- Given passage -
----------------
The mind boggles. Annie Liebovitz is in danger of losing the rights to her photographs because of a $24 million loan she took out last year. She's also in danger of losing several homes or buildings she owns, but that's of less concern to me than the issue of her copyrights. Here's the story. And another one here.
I was a professional photographer, and I'll tell you I felt under-capitalized the whole time I worked full-time, but I can't begin to figure out how someone gets to be $24 million in debt as a working photographer. Yes, start up costs are considerable higher than they were when I started out, but Annie started out a few years before I did, when the most expensive Nikon body was less than $600 new and a couple of good cameras and lenses would put you in business. She had the good fortune to hook up with Rolling Stone, and the rest is history.
I started following Annie's career around 1974 when Peterson's published a book about her and Mary Ellen Mark. My own work is based in portraiture for magazines, books, newspapers, corporate communications, and advertising, so I looked to her as a role model. I met her once, many years ago, and I have the greatest respect for her as a working photographer. Greg Heisler once said "if you want to be a famous photographer, photograph famous people." It is absolutely true, as both he and Annie prove and it certainly helped my own career to do celebrity portraits during my stint as a freelancer for the Washington Post. Art directors remembered those portraits for years after they appeared and they stopped people in their tracks when they'd walk into my office where I had a number of them hanging.
I would doubt that she had the same troubles I did getting advances on fees and expenses from her corporate or advertising clients, but maybe that is exactly where the troubles came from. If you are doing these huge production shoots, but you are expected to front the costs for assistants, models, stylists, props, travel, food, etc., those costs can start climbing really quickly and waiting 60-180 days for payment can put a real crimp in your finances. But $24 million? Wow.
----------------
- Exercise data -
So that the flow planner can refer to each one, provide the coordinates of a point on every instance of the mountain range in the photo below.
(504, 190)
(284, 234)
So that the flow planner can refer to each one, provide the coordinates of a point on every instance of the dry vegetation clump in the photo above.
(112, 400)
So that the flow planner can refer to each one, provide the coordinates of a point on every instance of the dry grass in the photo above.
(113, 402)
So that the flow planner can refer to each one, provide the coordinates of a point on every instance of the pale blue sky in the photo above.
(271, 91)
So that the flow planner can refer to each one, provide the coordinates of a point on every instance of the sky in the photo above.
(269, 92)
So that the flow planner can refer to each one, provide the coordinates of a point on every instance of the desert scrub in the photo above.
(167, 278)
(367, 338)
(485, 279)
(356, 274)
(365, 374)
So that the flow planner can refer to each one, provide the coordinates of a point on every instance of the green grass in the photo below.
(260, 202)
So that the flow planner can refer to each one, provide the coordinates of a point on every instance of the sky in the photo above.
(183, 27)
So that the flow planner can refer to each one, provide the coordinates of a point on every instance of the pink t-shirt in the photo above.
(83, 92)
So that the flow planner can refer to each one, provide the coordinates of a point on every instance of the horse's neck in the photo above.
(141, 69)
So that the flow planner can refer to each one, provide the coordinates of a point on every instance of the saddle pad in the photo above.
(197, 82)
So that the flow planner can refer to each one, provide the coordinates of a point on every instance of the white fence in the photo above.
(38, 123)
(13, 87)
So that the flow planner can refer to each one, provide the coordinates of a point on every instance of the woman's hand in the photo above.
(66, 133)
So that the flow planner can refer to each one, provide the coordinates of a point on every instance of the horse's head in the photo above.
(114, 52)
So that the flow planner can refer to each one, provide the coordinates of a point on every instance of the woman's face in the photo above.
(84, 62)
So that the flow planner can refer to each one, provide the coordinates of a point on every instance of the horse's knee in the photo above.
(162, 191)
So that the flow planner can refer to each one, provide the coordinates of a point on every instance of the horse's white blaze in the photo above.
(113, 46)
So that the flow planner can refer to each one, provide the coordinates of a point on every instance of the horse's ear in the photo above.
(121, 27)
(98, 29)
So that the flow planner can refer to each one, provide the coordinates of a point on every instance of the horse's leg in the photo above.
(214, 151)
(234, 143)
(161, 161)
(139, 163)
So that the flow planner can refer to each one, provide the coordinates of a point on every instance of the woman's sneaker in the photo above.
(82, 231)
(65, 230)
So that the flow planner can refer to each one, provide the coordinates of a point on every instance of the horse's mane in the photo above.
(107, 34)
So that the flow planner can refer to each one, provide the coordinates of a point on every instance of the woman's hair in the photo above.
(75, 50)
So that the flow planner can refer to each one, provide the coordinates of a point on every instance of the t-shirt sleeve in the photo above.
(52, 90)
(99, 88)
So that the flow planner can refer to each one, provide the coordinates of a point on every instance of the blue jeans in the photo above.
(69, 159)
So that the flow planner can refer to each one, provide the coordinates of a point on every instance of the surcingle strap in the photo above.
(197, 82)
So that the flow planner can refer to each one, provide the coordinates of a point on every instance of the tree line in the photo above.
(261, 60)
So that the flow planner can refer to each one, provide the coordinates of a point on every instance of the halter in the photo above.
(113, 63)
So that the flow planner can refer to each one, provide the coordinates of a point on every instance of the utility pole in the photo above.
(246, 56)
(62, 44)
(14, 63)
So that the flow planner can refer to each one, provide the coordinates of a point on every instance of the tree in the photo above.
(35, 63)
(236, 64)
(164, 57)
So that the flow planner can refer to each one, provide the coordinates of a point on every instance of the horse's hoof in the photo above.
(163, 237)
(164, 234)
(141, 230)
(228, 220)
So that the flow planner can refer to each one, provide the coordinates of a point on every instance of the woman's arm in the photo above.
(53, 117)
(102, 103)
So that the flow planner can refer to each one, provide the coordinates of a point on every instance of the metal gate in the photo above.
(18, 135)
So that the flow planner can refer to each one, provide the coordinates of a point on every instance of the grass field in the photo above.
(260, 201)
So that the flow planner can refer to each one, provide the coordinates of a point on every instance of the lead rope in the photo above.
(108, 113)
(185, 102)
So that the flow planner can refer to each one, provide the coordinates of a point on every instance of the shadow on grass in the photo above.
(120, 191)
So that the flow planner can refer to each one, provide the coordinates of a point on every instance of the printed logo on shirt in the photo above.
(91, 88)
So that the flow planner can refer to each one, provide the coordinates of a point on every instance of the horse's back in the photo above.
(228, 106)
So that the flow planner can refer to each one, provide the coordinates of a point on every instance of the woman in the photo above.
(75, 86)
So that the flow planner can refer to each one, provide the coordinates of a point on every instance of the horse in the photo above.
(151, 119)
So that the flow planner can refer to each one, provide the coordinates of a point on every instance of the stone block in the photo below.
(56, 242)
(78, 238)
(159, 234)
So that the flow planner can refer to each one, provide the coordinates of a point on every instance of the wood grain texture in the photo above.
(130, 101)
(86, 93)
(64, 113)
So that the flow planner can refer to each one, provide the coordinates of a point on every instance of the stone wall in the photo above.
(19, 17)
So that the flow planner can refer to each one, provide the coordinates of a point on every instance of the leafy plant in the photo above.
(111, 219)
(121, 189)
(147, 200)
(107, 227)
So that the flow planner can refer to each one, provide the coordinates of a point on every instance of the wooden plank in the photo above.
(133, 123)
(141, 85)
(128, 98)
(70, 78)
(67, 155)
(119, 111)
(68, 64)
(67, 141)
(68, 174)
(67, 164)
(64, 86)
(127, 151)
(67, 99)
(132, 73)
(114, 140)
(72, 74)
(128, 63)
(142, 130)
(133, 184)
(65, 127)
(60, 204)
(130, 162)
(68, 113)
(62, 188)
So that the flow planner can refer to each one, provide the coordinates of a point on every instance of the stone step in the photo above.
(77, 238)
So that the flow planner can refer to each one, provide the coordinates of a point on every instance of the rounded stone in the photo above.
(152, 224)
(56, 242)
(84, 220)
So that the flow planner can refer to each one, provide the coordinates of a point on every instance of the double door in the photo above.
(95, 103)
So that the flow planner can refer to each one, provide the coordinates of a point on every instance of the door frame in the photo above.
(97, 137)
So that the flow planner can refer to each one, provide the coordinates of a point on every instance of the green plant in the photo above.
----------------
- What to work on -
a - Summarize the post on Annie Liebovitz's debt in two sentences.
b - According to the post on Annie Liebovitz's debt, what did the most expensive Nikon body cost new when she started out?
c - Based on the post on Annie Liebovitz's debt, explain why the author's celebrity portraits for the Washington Post helped the author's career.

- Solutions to each task -
a - Annie Liebovitz is in danger of losing the rights to her photographs, as well as several homes or buildings, because of a $24 million loan taken out last year, and the author, a former professional photographer who looked to her as a role model, cannot figure out how a working photographer reaches such debt. The author suggests the troubles may come from fronting the costs of huge production shoots for corporate or advertising clients while waiting 60 to 180 days for payment.

b - Less than $600.

c - Art directors remembered those portraits for years after they appeared. The portraits also stopped people in their tracks when they walked into the author's office, where a number of them were hanging.